- [GIVEN INFORMATION]
════════════════
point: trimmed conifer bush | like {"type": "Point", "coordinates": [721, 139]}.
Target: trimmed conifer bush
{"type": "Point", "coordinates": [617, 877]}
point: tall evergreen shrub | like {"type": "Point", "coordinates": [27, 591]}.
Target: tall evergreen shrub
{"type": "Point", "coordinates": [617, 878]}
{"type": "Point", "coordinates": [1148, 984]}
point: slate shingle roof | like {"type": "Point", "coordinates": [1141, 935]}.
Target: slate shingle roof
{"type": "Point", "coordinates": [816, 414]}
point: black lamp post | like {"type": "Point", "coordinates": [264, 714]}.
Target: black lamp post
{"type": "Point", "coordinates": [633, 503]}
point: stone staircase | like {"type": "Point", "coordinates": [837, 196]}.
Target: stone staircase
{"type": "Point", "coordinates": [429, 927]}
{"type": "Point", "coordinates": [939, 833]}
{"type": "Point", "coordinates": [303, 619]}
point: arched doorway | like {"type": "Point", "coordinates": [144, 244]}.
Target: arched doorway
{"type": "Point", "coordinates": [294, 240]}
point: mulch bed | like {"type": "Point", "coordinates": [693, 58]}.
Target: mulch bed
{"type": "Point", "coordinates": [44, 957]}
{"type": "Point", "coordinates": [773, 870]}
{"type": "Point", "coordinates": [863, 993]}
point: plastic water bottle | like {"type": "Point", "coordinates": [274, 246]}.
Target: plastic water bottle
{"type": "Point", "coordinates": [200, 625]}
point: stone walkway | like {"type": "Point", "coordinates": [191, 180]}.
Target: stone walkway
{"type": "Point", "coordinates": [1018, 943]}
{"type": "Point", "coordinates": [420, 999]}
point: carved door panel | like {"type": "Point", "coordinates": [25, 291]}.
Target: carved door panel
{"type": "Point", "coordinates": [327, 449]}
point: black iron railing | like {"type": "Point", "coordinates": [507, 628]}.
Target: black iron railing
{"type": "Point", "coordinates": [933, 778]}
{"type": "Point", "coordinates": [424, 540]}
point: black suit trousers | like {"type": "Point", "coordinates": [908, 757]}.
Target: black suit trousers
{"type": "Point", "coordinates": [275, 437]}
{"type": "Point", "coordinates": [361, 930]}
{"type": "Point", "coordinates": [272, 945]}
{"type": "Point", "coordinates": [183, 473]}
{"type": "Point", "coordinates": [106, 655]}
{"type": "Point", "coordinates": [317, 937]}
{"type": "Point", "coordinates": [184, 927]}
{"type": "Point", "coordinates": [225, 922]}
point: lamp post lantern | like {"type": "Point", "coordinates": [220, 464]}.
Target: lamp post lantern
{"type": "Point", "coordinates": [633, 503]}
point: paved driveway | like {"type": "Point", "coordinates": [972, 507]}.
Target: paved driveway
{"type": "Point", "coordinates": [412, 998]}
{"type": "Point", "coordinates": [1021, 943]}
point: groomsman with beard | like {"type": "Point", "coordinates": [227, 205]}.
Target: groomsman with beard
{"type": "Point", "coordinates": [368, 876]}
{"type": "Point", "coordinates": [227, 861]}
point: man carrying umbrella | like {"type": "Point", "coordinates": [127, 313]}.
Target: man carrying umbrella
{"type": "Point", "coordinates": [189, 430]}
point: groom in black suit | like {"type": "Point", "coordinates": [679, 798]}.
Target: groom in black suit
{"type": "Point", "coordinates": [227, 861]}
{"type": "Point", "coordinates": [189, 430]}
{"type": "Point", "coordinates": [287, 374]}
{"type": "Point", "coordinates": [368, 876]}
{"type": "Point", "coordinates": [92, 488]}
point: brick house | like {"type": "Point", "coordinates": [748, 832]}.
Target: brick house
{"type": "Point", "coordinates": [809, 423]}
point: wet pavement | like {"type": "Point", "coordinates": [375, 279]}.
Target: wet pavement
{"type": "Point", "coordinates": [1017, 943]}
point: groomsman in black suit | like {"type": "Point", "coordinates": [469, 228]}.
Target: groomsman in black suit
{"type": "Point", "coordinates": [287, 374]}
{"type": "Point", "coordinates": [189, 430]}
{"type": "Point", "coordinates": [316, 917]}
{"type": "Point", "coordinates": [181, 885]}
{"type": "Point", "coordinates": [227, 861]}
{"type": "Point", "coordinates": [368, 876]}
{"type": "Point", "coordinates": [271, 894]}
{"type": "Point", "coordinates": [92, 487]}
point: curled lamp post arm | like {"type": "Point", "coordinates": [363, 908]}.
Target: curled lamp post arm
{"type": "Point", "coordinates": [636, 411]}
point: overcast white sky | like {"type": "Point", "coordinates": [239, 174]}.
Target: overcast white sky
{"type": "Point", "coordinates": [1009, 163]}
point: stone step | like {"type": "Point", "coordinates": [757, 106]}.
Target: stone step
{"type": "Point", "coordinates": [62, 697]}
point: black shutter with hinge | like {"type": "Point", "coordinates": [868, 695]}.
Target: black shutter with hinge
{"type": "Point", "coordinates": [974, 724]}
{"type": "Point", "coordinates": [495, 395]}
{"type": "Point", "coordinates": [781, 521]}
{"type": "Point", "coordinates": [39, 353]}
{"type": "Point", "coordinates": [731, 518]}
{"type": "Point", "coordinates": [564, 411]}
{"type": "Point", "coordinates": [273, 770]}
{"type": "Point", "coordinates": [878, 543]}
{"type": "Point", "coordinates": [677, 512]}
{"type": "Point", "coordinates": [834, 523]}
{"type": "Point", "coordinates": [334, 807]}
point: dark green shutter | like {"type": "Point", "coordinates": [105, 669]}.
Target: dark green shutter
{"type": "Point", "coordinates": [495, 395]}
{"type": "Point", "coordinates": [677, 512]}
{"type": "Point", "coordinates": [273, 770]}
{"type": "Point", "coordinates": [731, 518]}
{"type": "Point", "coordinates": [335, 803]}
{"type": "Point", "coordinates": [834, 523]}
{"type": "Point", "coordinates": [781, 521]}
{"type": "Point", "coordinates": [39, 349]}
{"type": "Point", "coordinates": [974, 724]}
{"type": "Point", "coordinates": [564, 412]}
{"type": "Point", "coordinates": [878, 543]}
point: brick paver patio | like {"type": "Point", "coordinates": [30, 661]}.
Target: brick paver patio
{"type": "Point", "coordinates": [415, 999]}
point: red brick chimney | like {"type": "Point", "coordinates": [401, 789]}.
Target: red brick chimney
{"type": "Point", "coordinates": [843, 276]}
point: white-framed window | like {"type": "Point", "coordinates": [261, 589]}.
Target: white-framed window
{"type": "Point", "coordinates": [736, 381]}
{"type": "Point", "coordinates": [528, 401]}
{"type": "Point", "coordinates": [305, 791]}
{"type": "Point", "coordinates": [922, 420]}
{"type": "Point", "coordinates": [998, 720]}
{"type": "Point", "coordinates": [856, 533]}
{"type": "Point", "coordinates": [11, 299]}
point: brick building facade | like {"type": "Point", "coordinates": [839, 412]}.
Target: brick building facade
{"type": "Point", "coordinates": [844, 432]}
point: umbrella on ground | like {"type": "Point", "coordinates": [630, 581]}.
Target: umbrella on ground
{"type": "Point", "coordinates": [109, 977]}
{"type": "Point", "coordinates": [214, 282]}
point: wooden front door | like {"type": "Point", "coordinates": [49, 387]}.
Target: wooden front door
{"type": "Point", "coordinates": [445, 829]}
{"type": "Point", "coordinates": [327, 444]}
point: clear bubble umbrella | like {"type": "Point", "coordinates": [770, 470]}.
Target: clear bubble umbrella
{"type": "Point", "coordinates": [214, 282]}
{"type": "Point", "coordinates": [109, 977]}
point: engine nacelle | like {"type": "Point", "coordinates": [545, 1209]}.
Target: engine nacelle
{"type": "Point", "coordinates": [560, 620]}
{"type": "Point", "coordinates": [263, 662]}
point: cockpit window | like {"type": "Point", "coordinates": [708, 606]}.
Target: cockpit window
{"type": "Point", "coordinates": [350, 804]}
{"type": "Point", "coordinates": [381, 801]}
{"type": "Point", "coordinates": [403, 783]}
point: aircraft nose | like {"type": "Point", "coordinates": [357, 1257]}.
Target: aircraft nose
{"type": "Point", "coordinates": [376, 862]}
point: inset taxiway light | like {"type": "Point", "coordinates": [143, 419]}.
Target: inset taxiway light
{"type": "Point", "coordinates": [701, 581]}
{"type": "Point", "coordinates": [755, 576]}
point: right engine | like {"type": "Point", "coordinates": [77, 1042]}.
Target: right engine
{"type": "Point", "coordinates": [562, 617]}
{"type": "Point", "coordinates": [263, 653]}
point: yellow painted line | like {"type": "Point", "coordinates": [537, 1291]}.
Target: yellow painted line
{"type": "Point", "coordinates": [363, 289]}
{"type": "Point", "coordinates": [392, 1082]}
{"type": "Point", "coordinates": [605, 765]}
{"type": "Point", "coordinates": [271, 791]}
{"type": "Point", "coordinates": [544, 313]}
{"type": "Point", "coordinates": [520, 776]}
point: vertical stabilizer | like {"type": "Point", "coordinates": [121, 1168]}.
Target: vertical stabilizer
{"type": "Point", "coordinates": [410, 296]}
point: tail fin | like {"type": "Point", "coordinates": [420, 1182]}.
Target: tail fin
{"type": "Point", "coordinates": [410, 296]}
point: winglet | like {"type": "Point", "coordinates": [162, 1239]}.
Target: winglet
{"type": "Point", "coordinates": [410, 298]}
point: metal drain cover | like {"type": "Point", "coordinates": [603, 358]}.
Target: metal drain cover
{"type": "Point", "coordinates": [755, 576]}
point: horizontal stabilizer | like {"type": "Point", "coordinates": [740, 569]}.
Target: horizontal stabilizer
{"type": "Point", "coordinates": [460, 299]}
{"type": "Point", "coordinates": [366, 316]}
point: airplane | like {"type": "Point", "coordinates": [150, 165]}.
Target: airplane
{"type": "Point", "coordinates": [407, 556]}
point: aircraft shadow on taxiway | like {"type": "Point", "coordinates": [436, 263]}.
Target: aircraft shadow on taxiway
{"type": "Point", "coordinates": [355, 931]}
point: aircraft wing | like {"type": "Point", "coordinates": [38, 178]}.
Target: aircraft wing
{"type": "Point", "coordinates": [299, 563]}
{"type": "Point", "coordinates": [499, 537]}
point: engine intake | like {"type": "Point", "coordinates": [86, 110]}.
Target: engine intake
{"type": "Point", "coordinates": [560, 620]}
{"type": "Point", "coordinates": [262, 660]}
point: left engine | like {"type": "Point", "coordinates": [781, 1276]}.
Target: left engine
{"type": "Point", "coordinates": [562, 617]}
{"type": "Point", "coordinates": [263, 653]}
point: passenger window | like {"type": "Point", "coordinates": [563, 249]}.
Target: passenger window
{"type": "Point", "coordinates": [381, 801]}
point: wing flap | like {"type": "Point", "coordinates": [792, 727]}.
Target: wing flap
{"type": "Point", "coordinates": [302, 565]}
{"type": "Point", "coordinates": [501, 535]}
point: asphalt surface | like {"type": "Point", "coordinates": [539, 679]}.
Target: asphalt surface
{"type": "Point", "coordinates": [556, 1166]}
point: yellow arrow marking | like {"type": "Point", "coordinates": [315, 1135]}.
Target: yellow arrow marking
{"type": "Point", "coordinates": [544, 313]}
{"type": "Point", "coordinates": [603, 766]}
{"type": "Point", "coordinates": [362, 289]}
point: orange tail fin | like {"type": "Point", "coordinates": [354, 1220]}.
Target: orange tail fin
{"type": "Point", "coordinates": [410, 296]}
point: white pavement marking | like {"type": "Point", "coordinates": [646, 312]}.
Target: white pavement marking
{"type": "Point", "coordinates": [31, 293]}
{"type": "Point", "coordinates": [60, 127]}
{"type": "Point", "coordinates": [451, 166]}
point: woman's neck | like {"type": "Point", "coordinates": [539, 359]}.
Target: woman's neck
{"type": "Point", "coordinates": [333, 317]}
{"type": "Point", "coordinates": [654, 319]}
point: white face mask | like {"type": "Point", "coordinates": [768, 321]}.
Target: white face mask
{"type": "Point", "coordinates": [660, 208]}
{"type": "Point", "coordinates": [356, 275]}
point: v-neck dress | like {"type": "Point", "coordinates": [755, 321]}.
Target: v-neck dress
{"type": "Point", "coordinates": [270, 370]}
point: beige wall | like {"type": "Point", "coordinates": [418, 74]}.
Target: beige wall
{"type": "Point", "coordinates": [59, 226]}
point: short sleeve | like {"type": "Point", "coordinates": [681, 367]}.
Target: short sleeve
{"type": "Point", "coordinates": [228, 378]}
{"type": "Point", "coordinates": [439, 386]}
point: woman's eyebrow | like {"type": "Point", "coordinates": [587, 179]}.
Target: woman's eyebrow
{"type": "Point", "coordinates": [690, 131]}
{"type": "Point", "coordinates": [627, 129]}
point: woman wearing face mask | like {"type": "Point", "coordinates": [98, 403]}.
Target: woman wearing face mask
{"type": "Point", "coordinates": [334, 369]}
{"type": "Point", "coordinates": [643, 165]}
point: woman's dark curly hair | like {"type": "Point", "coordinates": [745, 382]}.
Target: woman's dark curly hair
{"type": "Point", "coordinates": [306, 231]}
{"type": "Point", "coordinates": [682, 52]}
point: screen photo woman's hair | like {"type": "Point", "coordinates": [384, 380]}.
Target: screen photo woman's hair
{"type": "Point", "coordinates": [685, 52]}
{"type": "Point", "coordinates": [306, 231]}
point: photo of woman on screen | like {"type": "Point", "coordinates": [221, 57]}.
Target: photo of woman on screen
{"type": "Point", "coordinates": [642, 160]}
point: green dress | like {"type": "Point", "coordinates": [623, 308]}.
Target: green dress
════════════════
- [WHAT YOU SHOULD DO] Please copy, exactly and with nothing else, the lines above beginning at the line that has "Target: black lamp post" and ending with the line that has "point: arched doorway".

- [EXERCISE RESPONSE]
Target: black lamp post
{"type": "Point", "coordinates": [633, 503]}
point: stone staircase | like {"type": "Point", "coordinates": [837, 196]}.
Target: stone staircase
{"type": "Point", "coordinates": [429, 927]}
{"type": "Point", "coordinates": [939, 833]}
{"type": "Point", "coordinates": [303, 619]}
point: arched doorway | like {"type": "Point", "coordinates": [144, 244]}.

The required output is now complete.